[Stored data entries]
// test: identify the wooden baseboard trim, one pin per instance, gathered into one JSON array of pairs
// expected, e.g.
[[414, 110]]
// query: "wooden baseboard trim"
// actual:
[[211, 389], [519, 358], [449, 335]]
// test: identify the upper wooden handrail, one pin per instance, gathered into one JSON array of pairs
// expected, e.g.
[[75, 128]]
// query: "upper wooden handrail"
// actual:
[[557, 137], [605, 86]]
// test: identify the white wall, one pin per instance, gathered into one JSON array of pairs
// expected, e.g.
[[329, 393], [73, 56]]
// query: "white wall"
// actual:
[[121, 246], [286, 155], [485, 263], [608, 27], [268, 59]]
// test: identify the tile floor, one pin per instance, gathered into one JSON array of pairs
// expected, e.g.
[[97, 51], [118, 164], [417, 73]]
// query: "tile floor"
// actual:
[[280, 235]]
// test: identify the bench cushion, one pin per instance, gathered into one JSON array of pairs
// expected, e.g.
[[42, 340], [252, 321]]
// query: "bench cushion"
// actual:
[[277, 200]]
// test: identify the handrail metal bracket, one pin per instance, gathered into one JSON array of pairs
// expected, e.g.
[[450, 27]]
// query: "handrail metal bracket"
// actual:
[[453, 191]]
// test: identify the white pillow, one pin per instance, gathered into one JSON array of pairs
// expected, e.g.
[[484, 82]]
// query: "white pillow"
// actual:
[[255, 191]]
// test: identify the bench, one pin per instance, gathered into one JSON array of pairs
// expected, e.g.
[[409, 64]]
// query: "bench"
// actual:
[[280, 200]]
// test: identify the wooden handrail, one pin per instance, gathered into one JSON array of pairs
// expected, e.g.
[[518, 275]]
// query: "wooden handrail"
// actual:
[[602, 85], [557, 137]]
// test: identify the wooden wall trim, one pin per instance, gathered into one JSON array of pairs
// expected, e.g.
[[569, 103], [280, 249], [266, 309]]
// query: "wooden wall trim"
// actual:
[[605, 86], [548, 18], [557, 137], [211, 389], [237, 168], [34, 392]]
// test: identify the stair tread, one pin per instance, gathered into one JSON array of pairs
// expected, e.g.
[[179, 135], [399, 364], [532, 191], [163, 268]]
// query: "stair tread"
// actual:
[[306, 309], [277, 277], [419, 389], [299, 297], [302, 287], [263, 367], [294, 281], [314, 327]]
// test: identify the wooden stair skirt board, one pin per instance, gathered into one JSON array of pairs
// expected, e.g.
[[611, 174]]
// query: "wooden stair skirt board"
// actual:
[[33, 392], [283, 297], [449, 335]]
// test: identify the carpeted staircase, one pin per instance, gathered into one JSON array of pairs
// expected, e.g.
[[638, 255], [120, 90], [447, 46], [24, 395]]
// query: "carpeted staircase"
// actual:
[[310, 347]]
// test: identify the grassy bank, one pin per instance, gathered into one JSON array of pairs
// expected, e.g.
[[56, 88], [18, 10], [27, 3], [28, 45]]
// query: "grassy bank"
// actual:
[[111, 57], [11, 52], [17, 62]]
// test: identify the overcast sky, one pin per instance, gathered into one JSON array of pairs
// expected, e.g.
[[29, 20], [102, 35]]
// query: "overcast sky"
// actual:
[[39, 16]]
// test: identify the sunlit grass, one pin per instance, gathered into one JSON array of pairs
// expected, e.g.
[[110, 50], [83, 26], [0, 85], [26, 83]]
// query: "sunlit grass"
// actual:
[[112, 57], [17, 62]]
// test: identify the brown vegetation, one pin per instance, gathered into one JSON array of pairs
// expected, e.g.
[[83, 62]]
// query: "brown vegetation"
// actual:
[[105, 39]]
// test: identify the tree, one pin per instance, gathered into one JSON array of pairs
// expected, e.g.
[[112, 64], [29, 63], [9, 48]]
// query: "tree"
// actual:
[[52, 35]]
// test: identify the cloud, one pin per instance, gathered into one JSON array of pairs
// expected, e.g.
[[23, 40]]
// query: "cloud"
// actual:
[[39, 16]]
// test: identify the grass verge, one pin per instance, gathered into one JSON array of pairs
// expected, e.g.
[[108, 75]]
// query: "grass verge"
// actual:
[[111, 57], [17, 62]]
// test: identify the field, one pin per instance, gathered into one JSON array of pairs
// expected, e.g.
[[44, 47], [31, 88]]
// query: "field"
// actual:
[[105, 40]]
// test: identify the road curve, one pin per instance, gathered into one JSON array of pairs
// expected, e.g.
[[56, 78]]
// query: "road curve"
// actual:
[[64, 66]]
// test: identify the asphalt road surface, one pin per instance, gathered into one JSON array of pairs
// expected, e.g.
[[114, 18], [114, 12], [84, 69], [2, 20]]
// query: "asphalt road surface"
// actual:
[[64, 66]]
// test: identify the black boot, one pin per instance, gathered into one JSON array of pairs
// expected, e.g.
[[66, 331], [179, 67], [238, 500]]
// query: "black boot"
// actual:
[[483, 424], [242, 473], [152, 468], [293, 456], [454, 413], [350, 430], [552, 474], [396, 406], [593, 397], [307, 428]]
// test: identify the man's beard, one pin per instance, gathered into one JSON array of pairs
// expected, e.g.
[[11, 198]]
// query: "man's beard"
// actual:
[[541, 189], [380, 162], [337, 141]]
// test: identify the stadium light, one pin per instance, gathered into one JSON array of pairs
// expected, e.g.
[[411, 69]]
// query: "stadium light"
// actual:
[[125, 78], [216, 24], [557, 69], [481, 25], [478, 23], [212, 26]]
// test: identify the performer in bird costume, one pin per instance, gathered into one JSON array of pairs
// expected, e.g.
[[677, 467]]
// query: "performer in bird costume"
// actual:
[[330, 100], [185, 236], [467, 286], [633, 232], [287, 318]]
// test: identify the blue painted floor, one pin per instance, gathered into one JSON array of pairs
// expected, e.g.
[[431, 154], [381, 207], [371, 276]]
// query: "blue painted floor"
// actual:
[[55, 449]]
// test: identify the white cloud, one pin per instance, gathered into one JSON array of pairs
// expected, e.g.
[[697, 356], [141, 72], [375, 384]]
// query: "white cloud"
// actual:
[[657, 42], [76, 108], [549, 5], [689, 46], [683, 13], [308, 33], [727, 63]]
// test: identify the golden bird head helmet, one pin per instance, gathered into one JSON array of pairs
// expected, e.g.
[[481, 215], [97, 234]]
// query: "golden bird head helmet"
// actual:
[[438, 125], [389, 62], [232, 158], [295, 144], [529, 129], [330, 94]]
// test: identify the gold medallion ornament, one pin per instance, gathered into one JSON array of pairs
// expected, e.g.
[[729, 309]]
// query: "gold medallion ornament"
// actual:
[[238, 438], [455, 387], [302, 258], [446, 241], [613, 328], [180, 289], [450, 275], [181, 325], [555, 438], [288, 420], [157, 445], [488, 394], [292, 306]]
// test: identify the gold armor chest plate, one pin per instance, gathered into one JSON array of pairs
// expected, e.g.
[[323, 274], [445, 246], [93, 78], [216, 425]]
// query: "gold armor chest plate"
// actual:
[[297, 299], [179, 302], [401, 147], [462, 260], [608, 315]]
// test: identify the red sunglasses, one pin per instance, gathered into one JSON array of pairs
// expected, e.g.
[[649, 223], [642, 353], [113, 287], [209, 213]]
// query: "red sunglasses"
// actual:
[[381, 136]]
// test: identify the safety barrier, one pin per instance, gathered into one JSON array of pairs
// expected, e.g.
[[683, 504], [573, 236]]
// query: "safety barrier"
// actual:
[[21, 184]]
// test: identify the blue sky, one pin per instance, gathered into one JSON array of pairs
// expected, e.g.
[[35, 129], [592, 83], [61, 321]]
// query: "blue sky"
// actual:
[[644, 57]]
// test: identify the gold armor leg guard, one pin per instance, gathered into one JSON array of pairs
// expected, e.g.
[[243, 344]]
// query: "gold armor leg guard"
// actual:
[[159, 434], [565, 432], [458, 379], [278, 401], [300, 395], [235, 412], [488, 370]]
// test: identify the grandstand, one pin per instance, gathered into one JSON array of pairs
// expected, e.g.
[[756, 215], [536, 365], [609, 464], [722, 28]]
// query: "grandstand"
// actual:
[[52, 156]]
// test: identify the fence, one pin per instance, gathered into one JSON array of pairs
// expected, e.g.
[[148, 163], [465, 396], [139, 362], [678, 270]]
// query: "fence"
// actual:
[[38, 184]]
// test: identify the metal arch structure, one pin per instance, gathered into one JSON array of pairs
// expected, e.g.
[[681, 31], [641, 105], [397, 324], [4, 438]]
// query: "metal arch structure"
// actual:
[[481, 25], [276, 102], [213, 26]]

> Exercise requirements: Copy each line in the entries above where "baseboard" turns up.

> Answer section:
// test: identify the wooden baseboard trim, one pin per instance, gathered into one JSON array of pairs
// query: "wooden baseboard trim"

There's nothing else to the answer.